[Saved entries]
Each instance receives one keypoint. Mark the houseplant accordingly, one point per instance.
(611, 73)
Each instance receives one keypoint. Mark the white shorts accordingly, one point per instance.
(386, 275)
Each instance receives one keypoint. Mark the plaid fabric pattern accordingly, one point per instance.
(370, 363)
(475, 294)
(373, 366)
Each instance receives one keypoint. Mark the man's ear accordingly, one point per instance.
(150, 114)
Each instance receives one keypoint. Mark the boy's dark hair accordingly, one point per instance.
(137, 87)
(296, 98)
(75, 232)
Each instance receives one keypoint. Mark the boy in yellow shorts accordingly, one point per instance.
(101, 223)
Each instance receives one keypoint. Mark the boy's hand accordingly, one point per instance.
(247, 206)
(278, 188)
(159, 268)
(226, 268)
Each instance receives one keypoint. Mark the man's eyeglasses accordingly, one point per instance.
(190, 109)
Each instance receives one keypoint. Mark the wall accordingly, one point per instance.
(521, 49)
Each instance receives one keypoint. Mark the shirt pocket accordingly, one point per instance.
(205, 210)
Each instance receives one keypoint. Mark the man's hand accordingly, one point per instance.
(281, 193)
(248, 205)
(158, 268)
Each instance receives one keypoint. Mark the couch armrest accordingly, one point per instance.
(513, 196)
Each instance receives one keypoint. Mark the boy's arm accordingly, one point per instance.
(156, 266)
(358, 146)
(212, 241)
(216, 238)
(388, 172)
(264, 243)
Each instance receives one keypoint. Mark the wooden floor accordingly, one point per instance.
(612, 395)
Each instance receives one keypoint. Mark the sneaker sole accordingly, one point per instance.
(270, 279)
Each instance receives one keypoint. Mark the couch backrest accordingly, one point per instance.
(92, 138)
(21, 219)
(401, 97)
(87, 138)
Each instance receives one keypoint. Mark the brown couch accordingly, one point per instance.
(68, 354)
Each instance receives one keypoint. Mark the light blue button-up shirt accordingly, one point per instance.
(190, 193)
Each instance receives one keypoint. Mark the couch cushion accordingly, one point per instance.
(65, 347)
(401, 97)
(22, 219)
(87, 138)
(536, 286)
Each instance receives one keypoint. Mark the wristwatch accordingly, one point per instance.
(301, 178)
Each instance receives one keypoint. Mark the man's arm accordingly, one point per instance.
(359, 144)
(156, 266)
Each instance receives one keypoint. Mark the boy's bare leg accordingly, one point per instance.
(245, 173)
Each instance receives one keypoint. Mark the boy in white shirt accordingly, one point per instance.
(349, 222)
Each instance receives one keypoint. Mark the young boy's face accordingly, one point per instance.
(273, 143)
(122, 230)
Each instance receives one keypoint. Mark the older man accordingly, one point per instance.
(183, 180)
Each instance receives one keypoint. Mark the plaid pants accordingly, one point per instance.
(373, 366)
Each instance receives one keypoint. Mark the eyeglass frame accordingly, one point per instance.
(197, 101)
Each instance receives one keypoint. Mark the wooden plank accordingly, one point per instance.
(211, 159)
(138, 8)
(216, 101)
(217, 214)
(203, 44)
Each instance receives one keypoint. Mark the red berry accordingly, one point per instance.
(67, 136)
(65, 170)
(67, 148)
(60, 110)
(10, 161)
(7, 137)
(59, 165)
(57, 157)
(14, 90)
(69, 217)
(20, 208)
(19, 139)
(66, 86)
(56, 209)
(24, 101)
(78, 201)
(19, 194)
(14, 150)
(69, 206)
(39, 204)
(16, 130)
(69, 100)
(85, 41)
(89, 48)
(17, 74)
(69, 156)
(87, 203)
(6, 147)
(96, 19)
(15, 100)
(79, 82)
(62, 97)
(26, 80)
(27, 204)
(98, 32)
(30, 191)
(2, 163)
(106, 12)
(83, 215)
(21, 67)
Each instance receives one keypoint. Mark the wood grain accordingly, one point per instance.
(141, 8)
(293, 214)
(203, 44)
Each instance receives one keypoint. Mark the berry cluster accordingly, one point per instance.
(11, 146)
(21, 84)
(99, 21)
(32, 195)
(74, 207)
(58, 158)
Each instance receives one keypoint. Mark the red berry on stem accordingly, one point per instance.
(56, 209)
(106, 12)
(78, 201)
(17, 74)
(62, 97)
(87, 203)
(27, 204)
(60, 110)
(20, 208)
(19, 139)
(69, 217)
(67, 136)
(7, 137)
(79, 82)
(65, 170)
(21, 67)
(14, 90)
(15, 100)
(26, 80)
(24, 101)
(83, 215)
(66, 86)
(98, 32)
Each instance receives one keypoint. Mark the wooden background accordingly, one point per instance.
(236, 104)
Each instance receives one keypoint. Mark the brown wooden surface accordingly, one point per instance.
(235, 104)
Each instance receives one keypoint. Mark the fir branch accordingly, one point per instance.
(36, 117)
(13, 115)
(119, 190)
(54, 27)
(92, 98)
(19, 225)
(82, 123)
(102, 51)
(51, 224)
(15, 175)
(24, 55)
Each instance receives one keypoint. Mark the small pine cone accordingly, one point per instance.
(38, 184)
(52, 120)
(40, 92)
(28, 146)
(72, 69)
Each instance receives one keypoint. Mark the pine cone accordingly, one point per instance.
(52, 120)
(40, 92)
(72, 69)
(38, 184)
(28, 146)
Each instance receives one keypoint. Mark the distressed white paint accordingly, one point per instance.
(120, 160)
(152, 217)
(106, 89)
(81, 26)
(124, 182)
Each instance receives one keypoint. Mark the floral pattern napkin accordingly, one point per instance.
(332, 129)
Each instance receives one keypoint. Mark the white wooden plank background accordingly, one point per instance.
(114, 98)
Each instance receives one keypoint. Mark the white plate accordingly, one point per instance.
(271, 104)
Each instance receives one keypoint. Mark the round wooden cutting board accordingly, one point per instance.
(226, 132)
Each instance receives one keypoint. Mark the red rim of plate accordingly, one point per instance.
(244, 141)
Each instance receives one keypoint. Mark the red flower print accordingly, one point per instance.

▸ Exercise objective
Each record must be printed again, word for word, with nothing dropped.

▸ Exercise answer
Each instance receives one keypoint. Mark the houseplant accordingly, one point per instance.
(611, 73)
Each instance receives one keypoint. Mark the white shorts accordingly, one point per instance.
(386, 275)
Each instance receives one keypoint. Mark the plaid fabric pattern accordingly, one point per instance.
(370, 363)
(475, 294)
(373, 366)
Each instance receives one keypoint. Mark the man's ear accordingly, one point per instance.
(150, 114)
Each instance receives one keypoint. Mark the boy's dark hair accordingly, one point per instance.
(137, 87)
(296, 98)
(75, 232)
Each instance receives one keypoint. Mark the boy in yellow shorts accordingly, one point per instance.
(101, 223)
Each instance receives one keypoint. Mark the boy's hand accordingly, one point per instance.
(247, 206)
(278, 188)
(159, 268)
(226, 268)
Each instance receives one keypoint. Mark the man's eyeglasses accordingly, one point per instance.
(190, 109)
Each instance receives one keypoint. Mark the wall accordingly, one point per instance.
(521, 49)
Each instance receives one keypoint. Mark the shirt pocket accordingly, one point per instance.
(205, 210)
Each instance receives one keypoint. Mark the man's hand accordingly, one point per instance.
(281, 193)
(248, 205)
(158, 268)
Each instance receives one keypoint. Mark the couch armrest accordingly, one point per instance.
(513, 196)
Each instance receives one keypoint. Mark the boy's arm accordingly, one point per instance.
(156, 266)
(358, 146)
(212, 241)
(216, 238)
(388, 172)
(264, 243)
Each instance receives one keypoint. Mark the wooden floor accordingly, one point per instance.
(612, 395)
Each instance receives one keypoint. Mark the sneaker sole accordingly, one point per instance.
(270, 279)
Each instance receives one keypoint. Mark the couch backrest accordingly, one point per instance.
(92, 138)
(21, 219)
(401, 97)
(87, 138)
Each instance receives one keypoint. Mark the brown couch accordingly, one point per instance.
(68, 354)
Each instance receives one keypoint. Mark the light blue button-up shirt accordingly, one point per instance.
(190, 193)
Each instance receives one keypoint. Mark the couch cushion accordingly, one point per instance.
(65, 347)
(401, 97)
(22, 219)
(87, 138)
(536, 286)
Each instance receives one keypoint. Mark the wristwatch accordingly, one point per instance.
(301, 178)
Each instance receives one keypoint. Mark the man's arm accordingly, one point per instance.
(359, 144)
(156, 266)
Each instance receives one keypoint. Mark the boy's bare leg accordingly, one point per instance.
(245, 173)
Each instance receives one keypoint. Mark the boy in white shirt accordingly, one point per instance.
(349, 222)
Each instance receives one keypoint. Mark the young boy's face accordingly, one point per instance.
(273, 143)
(122, 230)
Each instance receives one keypoint. Mark the older man accordingly, one point per instance.
(183, 180)
Each instance receives one keypoint. Mark the plaid pants accordingly, one point per instance.
(373, 366)
Each instance receives one keypoint. Mark the eyeglass frame accordingly, one point per instance.
(197, 101)
Each instance receives one keypoint. Mark the wooden plank accordingly, one point per instance.
(211, 159)
(138, 8)
(216, 101)
(217, 214)
(203, 44)
Each instance receives one keypoint. Mark the red berry accordingly, one point per instance.
(67, 136)
(65, 170)
(67, 148)
(60, 110)
(10, 161)
(7, 137)
(59, 165)
(57, 157)
(14, 90)
(69, 217)
(20, 208)
(19, 139)
(66, 86)
(56, 209)
(24, 101)
(78, 201)
(19, 194)
(14, 150)
(69, 206)
(39, 204)
(16, 130)
(69, 100)
(85, 41)
(89, 48)
(17, 74)
(69, 156)
(87, 203)
(6, 147)
(96, 19)
(15, 100)
(79, 82)
(62, 97)
(26, 80)
(27, 204)
(98, 32)
(30, 191)
(2, 163)
(106, 12)
(83, 215)
(21, 67)
Each instance receives one keypoint. Mark the wood grain accordingly, one point per instance.
(141, 8)
(293, 214)
(203, 44)
Each instance receives one keypoint. Mark the berry cluster accordingly, one point per instance.
(11, 146)
(21, 84)
(99, 21)
(32, 195)
(74, 207)
(58, 158)
Each instance receives one keypoint. Mark the red berry on stem accordingly, one point per instance.
(56, 209)
(106, 12)
(78, 201)
(17, 74)
(62, 97)
(87, 203)
(27, 204)
(60, 110)
(20, 208)
(19, 139)
(69, 217)
(67, 136)
(7, 137)
(79, 82)
(65, 170)
(21, 67)
(14, 90)
(15, 100)
(26, 80)
(24, 101)
(83, 215)
(66, 86)
(98, 32)
Each instance receives one keypoint. Mark the wooden background accordingly, one point per instance.
(236, 104)
Each instance receives one keypoint. Mark the brown wooden surface accordingly, one point per instance.
(235, 104)
Each instance receives one keypoint. Mark the fir branch accordingly, one point per instance.
(36, 117)
(13, 115)
(119, 190)
(54, 27)
(92, 98)
(19, 225)
(82, 123)
(102, 51)
(51, 224)
(15, 175)
(24, 55)
Each instance receives one keypoint. Mark the small pine cone accordingly, one point per instance.
(38, 184)
(52, 120)
(40, 92)
(28, 146)
(72, 69)
Each instance receives one keypoint. Mark the pine cone accordingly, one point per instance.
(52, 120)
(40, 92)
(72, 69)
(38, 184)
(28, 146)
Each instance receives one keypoint. Mark the distressed white paint accordingly, one point per instance.
(120, 160)
(152, 217)
(106, 89)
(81, 26)
(124, 182)
Each instance receives one keypoint. Mark the floral pattern napkin accordingly, one point per instance.
(332, 129)
Each instance receives one keypoint. Mark the white wooden plank background accordingly, one point per instance.
(114, 98)
Each instance receives one keypoint. Mark the white plate accordingly, one point per instance.
(271, 104)
Each instance receives one keypoint. Mark the round wooden cutting board accordingly, one point per instance.
(226, 132)
Each instance receives one keypoint. Mark the red rim of plate accordingly, one point per instance.
(244, 141)
Each instance receives one keypoint. Mark the red flower print accordingly, one point per instance.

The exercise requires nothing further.